═══ Предложенный отрывок

Ван Гога можно было бы назвать человеком психически здоровым: за всю жизнь он всего-то навсего сжег себе руку, да и в остальном лишь однажды отрезал себе левое ухо,
и это – в мире, где каждый день поедают вагины в соусе из трав или гениталии новорожденного, исстеганного до полного исступления —
выхватывая того чуть ли не из лона матери.
Это не поэтический образ, но реальность, повсеместно и повседневно повторяющаяся и практикуемая по всему свету.
А потому, сколь сумасбродным ни покажется такое заявление, наша нынешняя жизнь продолжается, как ни в чем не бывало, в своей давнишней обстановке разврата, анархии, хаоса, бреда, беспутства, хронического безумия, буржуазного ступора, психической аномалии (ведь анормальным стал не человек, но весь мир), намеренной непорядочности и невероятного лицемерия, сального презрения ко всему, что являет хоть какое-то благородство,
повсеместного утверждения миропорядка, целиком основанного на торжестве первобытного бесправия,
и, наконец, преступления, возведенного в систему.
Дело плохо, так как больному сознанию в настоящий момент ни за что не следует исцеляться.

══════
═══ Предоставленные данные

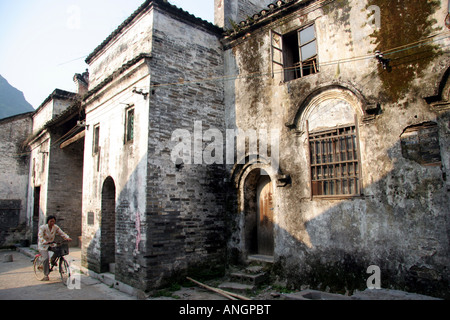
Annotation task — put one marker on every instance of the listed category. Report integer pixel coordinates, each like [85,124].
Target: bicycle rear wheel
[38,265]
[64,270]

══════

Какое ухо Ван Гог однажды отрезал себе, согласно отрывку о Ван Гоге?

-- Ответ на задание --
Ван Гог однажды отрезал себе левое ухо.